Dataset entries

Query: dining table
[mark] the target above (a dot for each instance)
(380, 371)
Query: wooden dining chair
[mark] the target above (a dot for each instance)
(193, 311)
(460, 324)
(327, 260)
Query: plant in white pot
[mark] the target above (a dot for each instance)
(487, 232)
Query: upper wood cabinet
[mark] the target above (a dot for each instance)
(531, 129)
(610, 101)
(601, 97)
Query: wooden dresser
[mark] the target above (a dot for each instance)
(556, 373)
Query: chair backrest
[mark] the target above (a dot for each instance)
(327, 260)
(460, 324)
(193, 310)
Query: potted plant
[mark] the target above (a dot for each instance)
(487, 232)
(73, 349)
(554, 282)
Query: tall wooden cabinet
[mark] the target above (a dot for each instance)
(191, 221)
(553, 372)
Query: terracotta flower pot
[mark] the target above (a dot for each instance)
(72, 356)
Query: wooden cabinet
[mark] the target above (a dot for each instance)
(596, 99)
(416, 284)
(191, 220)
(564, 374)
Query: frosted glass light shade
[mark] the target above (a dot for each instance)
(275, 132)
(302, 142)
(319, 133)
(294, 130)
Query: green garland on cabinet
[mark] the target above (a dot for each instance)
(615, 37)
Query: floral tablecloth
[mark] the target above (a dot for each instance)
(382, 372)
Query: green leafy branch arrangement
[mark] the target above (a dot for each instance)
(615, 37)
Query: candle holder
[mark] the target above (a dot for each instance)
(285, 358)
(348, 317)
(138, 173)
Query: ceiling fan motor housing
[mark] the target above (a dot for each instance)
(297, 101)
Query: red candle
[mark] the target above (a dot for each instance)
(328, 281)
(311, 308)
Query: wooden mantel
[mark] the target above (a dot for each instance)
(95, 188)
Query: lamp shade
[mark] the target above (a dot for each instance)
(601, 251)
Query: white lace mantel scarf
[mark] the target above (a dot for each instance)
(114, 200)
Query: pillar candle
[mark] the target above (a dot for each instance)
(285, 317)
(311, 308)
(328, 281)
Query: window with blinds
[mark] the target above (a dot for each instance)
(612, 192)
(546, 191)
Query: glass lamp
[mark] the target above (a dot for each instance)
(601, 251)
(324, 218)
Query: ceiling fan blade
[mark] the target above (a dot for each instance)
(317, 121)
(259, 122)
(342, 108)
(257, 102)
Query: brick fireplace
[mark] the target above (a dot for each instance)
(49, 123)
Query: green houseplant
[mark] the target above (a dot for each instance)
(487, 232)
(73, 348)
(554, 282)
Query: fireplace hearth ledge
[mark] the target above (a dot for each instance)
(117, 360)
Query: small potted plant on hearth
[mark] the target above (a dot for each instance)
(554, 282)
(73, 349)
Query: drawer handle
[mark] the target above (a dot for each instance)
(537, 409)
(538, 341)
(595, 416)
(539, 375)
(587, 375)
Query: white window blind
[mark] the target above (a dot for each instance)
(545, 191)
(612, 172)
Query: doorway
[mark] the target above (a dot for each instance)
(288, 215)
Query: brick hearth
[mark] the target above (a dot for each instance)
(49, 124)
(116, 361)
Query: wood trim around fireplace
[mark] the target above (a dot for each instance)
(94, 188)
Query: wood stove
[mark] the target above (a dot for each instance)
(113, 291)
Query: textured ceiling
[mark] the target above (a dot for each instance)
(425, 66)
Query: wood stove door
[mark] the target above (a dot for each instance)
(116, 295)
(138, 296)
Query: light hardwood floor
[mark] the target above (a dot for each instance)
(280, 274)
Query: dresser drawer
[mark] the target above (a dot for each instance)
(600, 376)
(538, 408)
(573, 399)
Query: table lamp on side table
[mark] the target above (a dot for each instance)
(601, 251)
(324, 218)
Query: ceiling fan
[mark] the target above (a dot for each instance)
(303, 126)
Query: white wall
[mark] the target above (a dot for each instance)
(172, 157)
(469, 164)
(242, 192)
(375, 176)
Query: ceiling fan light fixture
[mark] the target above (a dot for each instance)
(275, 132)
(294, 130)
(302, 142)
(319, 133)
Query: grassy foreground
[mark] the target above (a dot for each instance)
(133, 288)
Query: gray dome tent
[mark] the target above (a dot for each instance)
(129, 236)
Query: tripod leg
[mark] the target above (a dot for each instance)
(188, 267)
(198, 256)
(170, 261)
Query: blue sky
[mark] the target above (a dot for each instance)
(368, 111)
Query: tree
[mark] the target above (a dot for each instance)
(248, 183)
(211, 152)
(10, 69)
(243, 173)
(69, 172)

**TRY IT:** Please return only the lines above, starting at the line that has "Query: wooden dining chair" and ending at the line that has "Query: terracotta flower pot", keeping both and leaving each one unchanged.

**ANSWER SPACE:**
Query: wooden dining chair
[mark] the target above (a dot for each instance)
(193, 311)
(460, 324)
(327, 260)
Query: plant in white pot
[mark] the target above (a dot for each instance)
(487, 232)
Query: upper wood cabinet
[mark] the target above (a dot for each instance)
(531, 129)
(610, 101)
(601, 97)
Query: wooden dresser
[mark] the target above (a dot for each instance)
(556, 373)
Query: chair backrest
[mark] the target above (a dot for each instance)
(327, 260)
(460, 324)
(193, 310)
Query: potted plant
[mark] the target above (a dot for each instance)
(487, 232)
(73, 349)
(554, 282)
Query: tall wooden cabinet
[mark] the target above (a dot for each instance)
(191, 221)
(553, 372)
Query: terracotta flower pot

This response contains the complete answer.